Mullā Ṣadrā (c. 1572–1640) is one of the most prominent figures of later Islamic philosophy and among the most important philosophers of Safavid Persia. He presented a unified and integrated vision of reality at every ontological level—from God, to the universe, to the human state—that made the most of Islam’s native commitment to absolute monotheism. His school of thought drew from preceding philosophical, mystical, and theological traditions, integrating aspects of them into a new synthesis that Ṣadrā called al-ḥikmat al-mutaʿāliyah—”metaphysical philosophy” or “transcendent wisdom.”

His most important contribution to Islamic philosophy was in the study of existence (wujūd) and its application to such areas as cosmology, epistemology, psychology, eschatology, and, crucially, theology. Ṣadrā represented a paradigm shift from the Aristotelian metaphysics of fixed substances to the analysis of existence as the ultimate ground and dynamic source of all things. This “primacy of existence” and its theological implications are the central themes of the Kitāb al-mashāʿir, or The Book of Metaphysical Penetrations which has just been published by the Neal A. Maxwell Institute’s Middle Eastern Text Initiative. ((See here to learn more about how this series helps fulfill the Maxwell Institute’s mission.)) Because of its concise nature, generations of scholars and masters of Islamic philosophy have resorted to it as a textbook in their advanced courses, producing numerous commentaries and summaries of its profound content. Now, two leading scholars of the Sadrean tradition have combined their expertise to make this work accessible to specialists and students alike.

_PROMPT 1_
Reproduce the records verbatim from their beginning through the line containing "183 247 L 142", inclusive.

_MATERIAL PROVIDED_

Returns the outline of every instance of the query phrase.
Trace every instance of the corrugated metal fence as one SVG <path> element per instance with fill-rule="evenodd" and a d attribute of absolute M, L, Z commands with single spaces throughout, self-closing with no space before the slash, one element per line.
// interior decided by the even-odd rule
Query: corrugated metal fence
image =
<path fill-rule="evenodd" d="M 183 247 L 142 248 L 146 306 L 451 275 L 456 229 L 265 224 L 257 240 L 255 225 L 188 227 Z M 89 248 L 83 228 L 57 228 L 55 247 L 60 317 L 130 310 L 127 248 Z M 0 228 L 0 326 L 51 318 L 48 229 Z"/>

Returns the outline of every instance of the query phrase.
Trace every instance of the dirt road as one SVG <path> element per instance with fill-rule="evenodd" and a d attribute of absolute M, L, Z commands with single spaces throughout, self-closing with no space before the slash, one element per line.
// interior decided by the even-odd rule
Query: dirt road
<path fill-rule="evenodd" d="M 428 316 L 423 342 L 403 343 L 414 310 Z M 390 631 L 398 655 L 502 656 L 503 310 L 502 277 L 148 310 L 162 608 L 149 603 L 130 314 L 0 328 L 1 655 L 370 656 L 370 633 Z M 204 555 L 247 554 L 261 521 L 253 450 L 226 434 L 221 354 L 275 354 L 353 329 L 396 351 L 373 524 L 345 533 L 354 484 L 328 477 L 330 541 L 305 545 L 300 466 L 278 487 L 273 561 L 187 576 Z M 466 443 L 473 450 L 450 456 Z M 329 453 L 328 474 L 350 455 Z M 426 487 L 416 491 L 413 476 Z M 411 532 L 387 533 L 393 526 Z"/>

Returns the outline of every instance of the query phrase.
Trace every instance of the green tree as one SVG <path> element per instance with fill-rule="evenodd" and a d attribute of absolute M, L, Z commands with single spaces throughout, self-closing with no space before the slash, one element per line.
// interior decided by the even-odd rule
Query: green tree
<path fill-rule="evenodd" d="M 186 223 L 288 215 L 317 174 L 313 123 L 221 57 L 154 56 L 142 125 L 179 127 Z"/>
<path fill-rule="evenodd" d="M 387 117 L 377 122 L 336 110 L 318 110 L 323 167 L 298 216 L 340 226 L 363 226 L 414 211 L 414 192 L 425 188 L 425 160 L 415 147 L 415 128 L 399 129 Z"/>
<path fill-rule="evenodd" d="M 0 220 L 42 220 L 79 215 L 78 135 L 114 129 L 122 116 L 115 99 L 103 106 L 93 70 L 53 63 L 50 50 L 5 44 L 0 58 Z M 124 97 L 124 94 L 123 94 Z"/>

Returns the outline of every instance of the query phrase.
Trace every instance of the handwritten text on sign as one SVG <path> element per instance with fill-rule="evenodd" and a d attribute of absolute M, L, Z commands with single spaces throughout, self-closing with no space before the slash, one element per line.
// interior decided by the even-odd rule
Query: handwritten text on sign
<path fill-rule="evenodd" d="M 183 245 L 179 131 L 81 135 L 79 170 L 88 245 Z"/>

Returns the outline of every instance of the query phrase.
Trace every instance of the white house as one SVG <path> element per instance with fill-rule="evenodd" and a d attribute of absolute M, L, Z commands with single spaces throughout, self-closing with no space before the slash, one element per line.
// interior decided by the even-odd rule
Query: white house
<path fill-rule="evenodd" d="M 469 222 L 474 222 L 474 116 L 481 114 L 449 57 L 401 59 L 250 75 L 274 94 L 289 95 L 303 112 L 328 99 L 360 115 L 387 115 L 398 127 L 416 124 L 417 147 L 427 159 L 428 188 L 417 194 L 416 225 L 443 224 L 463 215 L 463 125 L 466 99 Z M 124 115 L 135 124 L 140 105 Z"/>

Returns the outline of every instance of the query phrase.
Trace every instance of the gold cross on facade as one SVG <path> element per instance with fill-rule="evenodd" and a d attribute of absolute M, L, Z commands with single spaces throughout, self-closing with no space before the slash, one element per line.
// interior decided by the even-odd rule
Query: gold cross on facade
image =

_PROMPT 2_
Answer the following questions about the passage on Mullā Ṣadrā:
(a) What name did Ṣadrā give to his new synthesis of earlier traditions?
(b) Under which initiative was the Kitāb al-mashāʿir recently published?
(c) In what capacity have generations of scholars used the Kitāb al-mashāʿir in their advanced courses?

_EXERCISE RESULT 1_
Returns the outline of every instance of the query phrase.
Trace every instance of the corrugated metal fence as one SVG <path> element per instance with fill-rule="evenodd" and a d attribute of absolute M, L, Z commands with single spaces throughout, self-closing with no space before the slash, one element per line.
// interior decided by the even-odd rule
Query: corrugated metal fence
image =
<path fill-rule="evenodd" d="M 183 247 L 142 248 L 146 306 L 451 275 L 456 229 L 265 224 L 257 240 L 255 225 L 188 227 Z M 89 248 L 83 228 L 57 228 L 55 247 L 60 317 L 130 310 L 127 248 Z M 0 228 L 0 326 L 51 318 L 48 229 Z"/>

_EXERCISE RESULT 2_
(a) al-ḥikmat al-mutaʿāliyah, meaning "metaphysical philosophy" or "transcendent wisdom."
(b) The Neal A. Maxwell Institute's Middle Eastern Text Initiative.
(c) As a textbook.